In this tutorial, we will show you how to calculate a correlation matrix using PROC CORR in SAS. We will also provide examples to help you understand the concept better. Correlation analysis measures the relationships between different variables in our data.
Calculate Pearson Correlation in SAS
The Pearson correlation measures the linear relationship between two continuous variables. It is also known as pearson correlation coefficient.
The pearson correlation coefficient lies between -1 and 1.
- A pearson correlation of +1 indicates a perfect positive linear relationship between the variables. This means that when one variable increases, the other also increases proportionally.
- A pearson correlation of -1 indicates a perfect negative linear relationship between the variables. This means that when one variable increases, the other decreases proportionally.
- A pearson correlation of 0 indicates no linear relationship between the variables.
By default, PROC CORR in SAS produces the Pearson correlation coefficient. The following code utilizes the PROC CORR procedure to calculate the correlation matrix, specifically the Pearson correlation coefficients, for the variables sepallength, sepalwidth, petallength, and petalwidth in the sashelp.iris dataset.
proc corr data=sashelp.iris; var sepallength sepalwidth petallength petalwidth; run;
PROC CORR produces two tables. The first table shows summary statistics for the variables. The second table is a correlation matrix that shows the Pearson correlation coefficients for all pairs of the specified variables in the dataset. It also includes a p-value that says whether the correlation is statistically significant.
The pearson correlation coefficient between SepalLength and PetalWidth is 0.81794 which means there is a strong positive linear relationship between them and the correlation is also statistically significant since the p-value is less than 0.05.
Calculate Spearman Correlation in SAS
The Spearman correlation measures the monotonic relationship between two variables. Unlike the Pearson correlation, which measures linear relationships between continuous variables, the Spearman correlation measures the monotonic relationship between two variables, which may be nonlinear.
It is useful when dealing with ordinal data or when the relationship between variables is not strictly linear. It is less sensitive to outliers than the Pearson correlation and can be applied to both continuous and discrete data.
The spearman correlation coefficient lies between -1 and 1.
- A spearman correlation of +1 indicates a perfect positive monotonic relationship. This means that as one variable increases, the other also increases, and vice versa. It forms a monotonic increasing shape on a scatter plot.
- A spearman correlation of -1 indicates a perfect negative monotonic relationship. This means that as one variable increases, the other decreases, and vice versa. It forms a monotonic decreasing shape on a scatter plot.
- A spearman correlation of 0 indicates no monotonic relationship between the variables.
The spearman
option tells SAS to calculate the Spearman correlation coefficients instead of the default Pearson correlation coefficients. The following code uses the PROC CORR procedure to calculate the spearman correlation coefficients for the variables sepallength, sepalwidth, petallength, and petalwidth in the sashelp.iris dataset.

= = = = = = =

#### Set task A:
Revise the part of the SAS correlation tutorial that opens with the words containing "It is useful" and closes with "decreasing shape on a scatter plot.", replacing "scatter plot" with "scatter chart".
#### Set task B:
In the SAS correlation tutorial, what Pearson correlation coefficient is reported between SepalLength and PetalWidth?
#### Set task C:
Pick up the SAS correlation tutorial after its final sentence and continue writing it.

#### Record set:
= = = = = = =

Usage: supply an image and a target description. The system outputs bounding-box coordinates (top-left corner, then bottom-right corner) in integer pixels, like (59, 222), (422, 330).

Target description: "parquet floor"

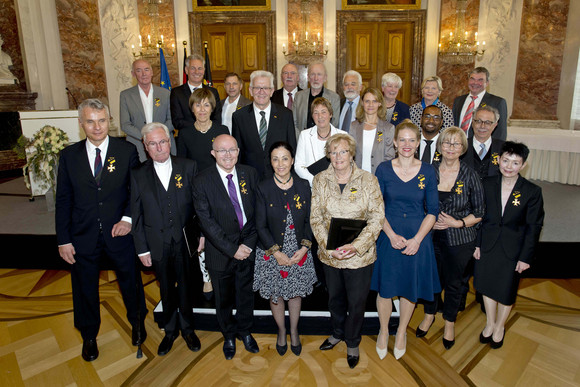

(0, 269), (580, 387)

= = = = = = =

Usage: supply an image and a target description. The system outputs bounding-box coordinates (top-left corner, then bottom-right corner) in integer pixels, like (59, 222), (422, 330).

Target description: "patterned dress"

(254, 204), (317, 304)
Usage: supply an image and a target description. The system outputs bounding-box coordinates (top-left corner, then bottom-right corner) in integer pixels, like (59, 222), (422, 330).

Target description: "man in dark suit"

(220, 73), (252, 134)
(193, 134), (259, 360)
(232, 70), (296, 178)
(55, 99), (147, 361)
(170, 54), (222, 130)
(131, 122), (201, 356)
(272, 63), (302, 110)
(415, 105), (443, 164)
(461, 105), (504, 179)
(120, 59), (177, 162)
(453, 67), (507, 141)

= = = = = = =

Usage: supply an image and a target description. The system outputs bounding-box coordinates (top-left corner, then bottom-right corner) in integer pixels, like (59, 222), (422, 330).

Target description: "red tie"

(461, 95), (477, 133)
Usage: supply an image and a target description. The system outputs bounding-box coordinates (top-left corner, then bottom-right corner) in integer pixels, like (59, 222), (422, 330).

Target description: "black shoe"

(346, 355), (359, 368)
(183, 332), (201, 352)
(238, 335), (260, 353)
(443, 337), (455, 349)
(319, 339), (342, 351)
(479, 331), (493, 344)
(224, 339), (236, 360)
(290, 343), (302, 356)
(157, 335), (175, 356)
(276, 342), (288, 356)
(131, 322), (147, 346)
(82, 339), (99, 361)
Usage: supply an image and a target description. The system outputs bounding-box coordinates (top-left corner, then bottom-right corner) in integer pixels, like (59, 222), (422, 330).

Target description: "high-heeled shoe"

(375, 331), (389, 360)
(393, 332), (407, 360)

= = = = = = =

#### Written reply A:
It is useful when dealing with ordinal data or when the relationship between variables is not strictly linear. It is less sensitive to outliers than the Pearson correlation and can be applied to both continuous and discrete data.
The spearman correlation coefficient lies between -1 and 1.
- A spearman correlation of +1 indicates a perfect positive monotonic relationship. This means that as one variable increases, the other also increases, and vice versa. It forms a monotonic increasing shape on a scatter chart.
- A spearman correlation of -1 indicates a perfect negative monotonic relationship. This means that as one variable increases, the other decreases, and vice versa. It forms a monotonic decreasing shape on a scatter chart.

#### Written reply B:
0.81794

#### Written reply C:
proc corr data=sashelp.iris spearman; var sepallength sepalwidth petallength petalwidth; run;
Calculate Kendall Rank Correlation Coefficient in SAS
The Kendall's rank correlation coefficient, also known as Kendall's tau-b coefficient, measures the association between two variables. Similar to Spearman's rank correlation, Kendall's tau-b is a non-parametric method, meaning it does not assume any particular distribution of the data and is suitable for both continuous and discrete variables.
Kendall's tau-b is often used when dealing with ranked or ordinal data and is less sensitive to ties (data points with the same value) compared to Spearman's rank correlation. It can be used for both ordinal and continuous variables.
The Kendall's tau-b lies between -1 and 1.
- A kendall rank correlation coefficient of +1 indicates a perfect positive association, meaning that all pairs of data points are concordant. When one variable increases, the other also increases, and vice versa.
- A kendall rank correlation coefficient of -1 indicates a perfect negative association, meaning that all pairs of data points are discordant. When one variable increases, the other decreases, and vice versa.
- A kendall rank correlation coefficient of 0 indicates no association between the variables. The number of concordant and discordant pairs is equal, indicating no consistent pattern in the relationship between the variables.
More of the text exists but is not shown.